### What to work on
Please output the entries below from the line that contains "Where can you find the cloud" through the final line, reproduced exactly and alone.

### Raw records
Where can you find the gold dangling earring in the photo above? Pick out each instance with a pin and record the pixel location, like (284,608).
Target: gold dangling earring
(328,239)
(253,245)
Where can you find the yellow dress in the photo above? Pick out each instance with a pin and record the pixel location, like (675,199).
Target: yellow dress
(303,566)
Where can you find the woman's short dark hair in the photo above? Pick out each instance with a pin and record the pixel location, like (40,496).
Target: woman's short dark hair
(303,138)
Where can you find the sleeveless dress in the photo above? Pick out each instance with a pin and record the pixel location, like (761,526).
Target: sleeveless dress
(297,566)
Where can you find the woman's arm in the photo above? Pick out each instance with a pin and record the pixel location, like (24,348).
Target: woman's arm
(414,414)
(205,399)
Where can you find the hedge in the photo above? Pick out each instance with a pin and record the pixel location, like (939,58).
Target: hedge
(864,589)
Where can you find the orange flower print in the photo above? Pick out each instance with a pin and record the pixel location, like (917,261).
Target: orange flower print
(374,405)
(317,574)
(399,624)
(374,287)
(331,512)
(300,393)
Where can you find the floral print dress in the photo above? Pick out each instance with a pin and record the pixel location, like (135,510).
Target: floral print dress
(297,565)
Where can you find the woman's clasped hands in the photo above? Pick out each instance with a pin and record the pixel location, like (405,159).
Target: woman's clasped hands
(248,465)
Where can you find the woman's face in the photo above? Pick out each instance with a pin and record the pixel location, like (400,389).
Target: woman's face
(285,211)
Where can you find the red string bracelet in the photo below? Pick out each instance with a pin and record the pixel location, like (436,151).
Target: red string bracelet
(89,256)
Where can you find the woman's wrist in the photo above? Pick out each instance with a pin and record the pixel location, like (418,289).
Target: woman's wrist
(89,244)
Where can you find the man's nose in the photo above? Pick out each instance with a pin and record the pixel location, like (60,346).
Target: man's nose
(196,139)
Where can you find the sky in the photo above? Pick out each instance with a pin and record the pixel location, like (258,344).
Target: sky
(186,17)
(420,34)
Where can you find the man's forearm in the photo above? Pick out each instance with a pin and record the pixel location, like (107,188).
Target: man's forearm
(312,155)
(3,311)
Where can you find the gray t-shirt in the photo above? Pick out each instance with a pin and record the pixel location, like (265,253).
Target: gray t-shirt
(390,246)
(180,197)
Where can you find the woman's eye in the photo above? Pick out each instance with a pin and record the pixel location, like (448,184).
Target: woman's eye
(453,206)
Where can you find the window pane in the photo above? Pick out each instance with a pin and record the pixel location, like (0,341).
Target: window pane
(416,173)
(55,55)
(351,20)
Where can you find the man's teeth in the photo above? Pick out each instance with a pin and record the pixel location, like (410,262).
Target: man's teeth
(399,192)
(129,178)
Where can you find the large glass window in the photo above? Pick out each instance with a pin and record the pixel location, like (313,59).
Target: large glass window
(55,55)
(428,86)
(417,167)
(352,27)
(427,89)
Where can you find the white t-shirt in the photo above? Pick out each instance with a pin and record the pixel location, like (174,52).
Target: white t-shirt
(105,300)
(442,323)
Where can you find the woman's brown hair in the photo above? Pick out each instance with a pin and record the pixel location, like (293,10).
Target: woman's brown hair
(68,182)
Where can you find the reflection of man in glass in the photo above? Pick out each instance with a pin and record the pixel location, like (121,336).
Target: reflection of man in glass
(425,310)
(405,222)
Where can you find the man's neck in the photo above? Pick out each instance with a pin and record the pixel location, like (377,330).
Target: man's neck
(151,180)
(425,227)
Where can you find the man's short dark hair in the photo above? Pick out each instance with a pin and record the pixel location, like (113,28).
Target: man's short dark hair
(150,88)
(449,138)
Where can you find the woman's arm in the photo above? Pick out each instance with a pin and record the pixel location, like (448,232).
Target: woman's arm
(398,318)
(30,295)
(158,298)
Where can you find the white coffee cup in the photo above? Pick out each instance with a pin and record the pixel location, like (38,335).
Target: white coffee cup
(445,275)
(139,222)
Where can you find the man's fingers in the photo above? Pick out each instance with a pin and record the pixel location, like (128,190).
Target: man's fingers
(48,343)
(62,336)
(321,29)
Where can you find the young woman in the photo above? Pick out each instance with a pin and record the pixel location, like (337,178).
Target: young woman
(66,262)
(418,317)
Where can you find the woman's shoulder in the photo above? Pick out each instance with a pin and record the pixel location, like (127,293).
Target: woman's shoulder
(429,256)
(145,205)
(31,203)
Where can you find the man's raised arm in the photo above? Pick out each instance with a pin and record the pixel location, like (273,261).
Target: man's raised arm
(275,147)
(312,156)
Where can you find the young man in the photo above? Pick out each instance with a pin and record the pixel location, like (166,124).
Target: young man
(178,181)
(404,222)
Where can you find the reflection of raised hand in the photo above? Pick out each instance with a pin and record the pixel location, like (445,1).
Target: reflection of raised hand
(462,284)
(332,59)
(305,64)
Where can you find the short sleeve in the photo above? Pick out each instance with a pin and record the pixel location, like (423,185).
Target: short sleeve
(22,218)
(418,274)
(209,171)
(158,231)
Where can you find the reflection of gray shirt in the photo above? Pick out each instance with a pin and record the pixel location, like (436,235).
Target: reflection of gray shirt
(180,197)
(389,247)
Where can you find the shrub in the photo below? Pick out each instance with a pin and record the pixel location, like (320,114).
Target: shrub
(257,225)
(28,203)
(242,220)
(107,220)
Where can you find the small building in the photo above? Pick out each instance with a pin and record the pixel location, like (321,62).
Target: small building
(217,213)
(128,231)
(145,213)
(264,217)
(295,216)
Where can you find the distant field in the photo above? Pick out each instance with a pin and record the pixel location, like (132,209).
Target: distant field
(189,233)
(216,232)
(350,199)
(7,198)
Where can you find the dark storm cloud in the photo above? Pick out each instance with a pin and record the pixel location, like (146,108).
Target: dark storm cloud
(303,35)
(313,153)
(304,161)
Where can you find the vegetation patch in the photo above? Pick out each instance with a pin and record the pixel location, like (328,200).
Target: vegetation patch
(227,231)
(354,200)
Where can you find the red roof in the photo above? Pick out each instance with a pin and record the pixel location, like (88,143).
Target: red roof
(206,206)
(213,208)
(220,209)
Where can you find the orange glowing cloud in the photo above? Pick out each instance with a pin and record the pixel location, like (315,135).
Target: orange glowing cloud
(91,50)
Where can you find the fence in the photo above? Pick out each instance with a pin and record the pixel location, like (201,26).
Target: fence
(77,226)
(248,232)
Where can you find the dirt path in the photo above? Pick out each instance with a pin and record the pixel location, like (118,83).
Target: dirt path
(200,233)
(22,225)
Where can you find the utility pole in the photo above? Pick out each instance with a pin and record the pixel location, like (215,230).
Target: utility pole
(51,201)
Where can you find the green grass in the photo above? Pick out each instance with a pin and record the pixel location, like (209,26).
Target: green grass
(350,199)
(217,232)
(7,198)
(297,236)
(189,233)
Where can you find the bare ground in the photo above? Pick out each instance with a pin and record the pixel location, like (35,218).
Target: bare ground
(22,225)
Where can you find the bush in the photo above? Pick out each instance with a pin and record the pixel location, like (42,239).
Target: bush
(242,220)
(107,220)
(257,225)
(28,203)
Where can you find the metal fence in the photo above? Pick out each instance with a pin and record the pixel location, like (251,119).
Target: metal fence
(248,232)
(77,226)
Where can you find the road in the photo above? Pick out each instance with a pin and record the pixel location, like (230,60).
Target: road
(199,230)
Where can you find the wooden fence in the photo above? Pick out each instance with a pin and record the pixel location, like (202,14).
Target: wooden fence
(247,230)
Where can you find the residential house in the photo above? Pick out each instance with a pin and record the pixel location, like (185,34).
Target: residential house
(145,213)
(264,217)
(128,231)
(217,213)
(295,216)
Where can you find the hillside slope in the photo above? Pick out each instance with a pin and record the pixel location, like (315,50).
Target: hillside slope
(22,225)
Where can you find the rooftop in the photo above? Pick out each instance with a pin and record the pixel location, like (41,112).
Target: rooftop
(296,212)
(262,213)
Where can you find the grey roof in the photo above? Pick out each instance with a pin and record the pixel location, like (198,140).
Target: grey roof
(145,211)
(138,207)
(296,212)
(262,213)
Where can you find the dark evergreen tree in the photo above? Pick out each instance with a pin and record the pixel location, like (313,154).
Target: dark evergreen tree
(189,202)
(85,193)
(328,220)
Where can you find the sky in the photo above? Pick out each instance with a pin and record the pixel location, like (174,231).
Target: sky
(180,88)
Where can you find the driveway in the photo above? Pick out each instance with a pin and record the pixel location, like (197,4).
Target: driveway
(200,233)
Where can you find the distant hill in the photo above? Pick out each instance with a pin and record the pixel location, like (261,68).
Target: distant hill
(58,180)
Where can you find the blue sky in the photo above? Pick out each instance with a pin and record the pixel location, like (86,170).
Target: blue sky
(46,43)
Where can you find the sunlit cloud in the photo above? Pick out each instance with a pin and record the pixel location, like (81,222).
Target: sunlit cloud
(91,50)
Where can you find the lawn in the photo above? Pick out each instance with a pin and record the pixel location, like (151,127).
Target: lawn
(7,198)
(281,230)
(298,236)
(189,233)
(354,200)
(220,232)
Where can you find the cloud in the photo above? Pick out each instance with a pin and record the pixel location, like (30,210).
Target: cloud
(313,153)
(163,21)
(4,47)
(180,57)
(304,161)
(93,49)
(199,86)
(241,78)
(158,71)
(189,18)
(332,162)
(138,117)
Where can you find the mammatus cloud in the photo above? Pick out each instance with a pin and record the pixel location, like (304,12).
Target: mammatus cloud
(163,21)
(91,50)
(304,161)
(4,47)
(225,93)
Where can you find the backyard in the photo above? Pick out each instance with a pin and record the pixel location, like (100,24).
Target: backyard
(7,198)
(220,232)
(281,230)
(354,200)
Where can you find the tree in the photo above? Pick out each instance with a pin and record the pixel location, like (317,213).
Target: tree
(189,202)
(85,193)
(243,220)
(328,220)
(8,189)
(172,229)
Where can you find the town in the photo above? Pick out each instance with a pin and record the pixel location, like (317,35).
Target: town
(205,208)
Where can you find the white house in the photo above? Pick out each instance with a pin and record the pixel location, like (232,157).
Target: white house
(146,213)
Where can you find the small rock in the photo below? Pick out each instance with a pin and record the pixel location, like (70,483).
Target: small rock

### Solution for this task
Where can you find the cloud in the photo above? Pick out each instance with a pin and record the pixel location, like (30,210).
Target: cloud
(313,153)
(163,21)
(4,47)
(180,57)
(304,161)
(93,49)
(199,86)
(241,78)
(158,71)
(189,18)
(332,162)
(138,117)
Where can you find the mammatus cloud in the photo above? Pick out each instance with a pin and record the pixel location, like (304,12).
Target: mammatus cloud
(163,21)
(91,50)
(304,161)
(4,47)
(225,93)
Where can you find the backyard in the photo above? Pick out each instance with a pin and record the pixel location, like (100,24).
Target: backyard
(7,198)
(220,232)
(281,230)
(354,200)
Where can you find the tree in the photo above? Pick out each instance with a pin and record the pixel location, like (317,213).
Target: tree
(189,202)
(85,193)
(243,220)
(328,220)
(8,189)
(172,229)
Where can you find the town in the photo above? Pick out each instance with a pin and record the pixel location, like (317,35).
Target: town
(205,208)
Where can you find the white house in the photo above? Pick out each instance with a pin and record the pixel location, like (232,157).
Target: white house
(146,213)
Where can you find the small rock in the photo below? Pick out each instance with a pin and record the pixel location, like (70,483).
Target: small rock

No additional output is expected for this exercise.